[Text shown — start]
My husband has been in assisted living since April 1. Somewhere around April 15, he got in a fight with another patient. He was actually attaked you might say. The patient who was new there asked my husband a question which he did not answer because he doesn't talk. The guy got impatient and slugged him and then the fight was on. My husband ended up with quite a big bruise on his nose. Now last night I got a call from the home and my husband had been in a fight. Both times they sent him off to the emergency room for observation, etc. I did not see him until today when I went to get him to go to a family gathering. He was hit squarely in the left eye this time. He said the other man (Same man as before) started it. It was kind of funny to hear my 46 year old son giving his Dad a lecture about not fighting. Anyway, I can't help but wonder if things like this might take it's toll on him. Also, my son seems to think that my husband does not even feel the pain. Is that possible? I'ts looking pretty bad like I might have to bring him home or find another place.
If it is true that another patient hit your husband, twice, I think you have the right to request that he (the other patient) be removed from the facility. He is a danger to all patients (and possibly the staff). If the facility won't do that, I would certainly remove your husband. No one should have to live in an unsafe environment. Years ago, my DH's Dad (who had EOAD) was put into a facility where he got into a fight, his kidneys were injured, and he died of renal failure. It was very traumatic for everyone.
every interned patient has a 'right' to be safe and free from harm. its the duty of the facility or home hes in to assure hes safe. document the pics of his injuries just to have them. i would not consider leaving spouse in peril if another patient isnt being medicated for anger. divvi
I agree, if they don't remove him at the very least they need to supervise them better! I would be freaking out and calling for an emergency care plan meeting. If there is more than one floor perhaps they could move one of them. If not there has to be a way to keep them apart.
I agree with bluedaze, yes they do feel the pain...the poor buggers just can't express themselves. I hope he heals up quickly and that they resolve the situation pronto!
I agree that the facility has a responsibility and an obligation to keep all their residents safe. And this situation is not safe...I too would demand there be some changes made in room assignments ASAP. Has the other resident attacked anyone else or is he singling out your husband?
First I think your husband is at risk if this other patient is his roommate..but nevertheless, the staff should make sure that other man is not near your husband. Your husband may not realize that what he does feel is pain, he may not be able to describe what he feels. If one were to try to touch his eye area in the effort to soothe it, you would most likely see him wince if he is feeling pain. My mom could not talk but if someone moved her or bumped her she would wince, even in the very end stage...everyone is different.. Is there a way to have this other guy kept not only from your husband but from others. He will hurt someone else too. Your husband still has the where with all to try to defend himself.
You have to be careful with this fighting. The same thing happened to my hb when he was in a facility and they removed the other guy but you never know what they are capable of doing especially with dementia. I would ask the staff to have him removed from the facility for your hb's safety and peace of mind not to mention yours. If they refuse I would report it to the authorities.
[Text shown — finish]
* **Exercise**: Condense the paragraph of the assisted-living discussion that begins "If it is true that another patient hit" into a brief list that keeps its main facts. The lines that come next are separate from the assisted-living discussion and play no part in it.
[Input data — start]
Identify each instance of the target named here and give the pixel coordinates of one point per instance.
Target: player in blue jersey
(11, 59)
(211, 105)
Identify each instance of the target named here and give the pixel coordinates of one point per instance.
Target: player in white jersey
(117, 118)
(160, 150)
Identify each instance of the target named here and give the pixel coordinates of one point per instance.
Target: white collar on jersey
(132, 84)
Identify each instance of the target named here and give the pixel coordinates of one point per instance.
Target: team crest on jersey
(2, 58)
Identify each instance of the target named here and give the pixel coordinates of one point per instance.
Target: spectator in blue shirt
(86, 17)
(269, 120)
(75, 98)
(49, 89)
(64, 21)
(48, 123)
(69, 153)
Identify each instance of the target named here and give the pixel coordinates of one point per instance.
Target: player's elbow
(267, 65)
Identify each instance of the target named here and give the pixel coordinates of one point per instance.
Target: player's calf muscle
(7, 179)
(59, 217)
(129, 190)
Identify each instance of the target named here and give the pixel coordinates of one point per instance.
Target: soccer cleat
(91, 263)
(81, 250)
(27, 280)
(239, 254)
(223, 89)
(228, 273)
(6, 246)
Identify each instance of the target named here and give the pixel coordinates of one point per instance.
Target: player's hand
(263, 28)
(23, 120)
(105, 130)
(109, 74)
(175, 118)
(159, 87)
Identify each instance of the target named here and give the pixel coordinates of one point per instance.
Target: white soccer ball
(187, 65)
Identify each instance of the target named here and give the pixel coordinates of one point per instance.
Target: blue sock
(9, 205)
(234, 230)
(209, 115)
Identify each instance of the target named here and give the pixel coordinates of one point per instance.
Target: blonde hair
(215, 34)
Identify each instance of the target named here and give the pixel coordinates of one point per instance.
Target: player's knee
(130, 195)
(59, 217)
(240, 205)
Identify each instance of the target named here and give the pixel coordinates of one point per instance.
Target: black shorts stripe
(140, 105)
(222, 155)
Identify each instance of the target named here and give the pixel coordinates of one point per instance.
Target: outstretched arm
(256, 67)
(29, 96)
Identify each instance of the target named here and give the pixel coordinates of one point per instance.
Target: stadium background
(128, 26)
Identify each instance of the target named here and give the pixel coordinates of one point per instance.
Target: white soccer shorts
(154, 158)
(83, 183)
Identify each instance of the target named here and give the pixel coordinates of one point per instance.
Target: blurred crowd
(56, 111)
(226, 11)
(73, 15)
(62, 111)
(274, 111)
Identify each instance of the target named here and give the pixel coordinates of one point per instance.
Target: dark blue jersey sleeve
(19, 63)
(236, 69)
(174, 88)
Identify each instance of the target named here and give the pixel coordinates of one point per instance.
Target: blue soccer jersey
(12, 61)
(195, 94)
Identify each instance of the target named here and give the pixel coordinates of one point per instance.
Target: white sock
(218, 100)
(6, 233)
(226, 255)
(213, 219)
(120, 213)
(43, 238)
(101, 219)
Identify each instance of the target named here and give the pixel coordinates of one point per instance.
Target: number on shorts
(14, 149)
[Input data — finish]
* **Solution**:
- If another patient really hit the husband twice, the wife may ask that this patient be removed from the facility.
- That patient is a danger to all residents and possibly the staff.
- If the facility refuses, the husband should be moved out, since no one should live somewhere unsafe.
- Years ago, the writer's husband's father, who had EOAD, got into a fight in a facility. His kidneys were injured, and he died of renal failure, which was very traumatic for everyone.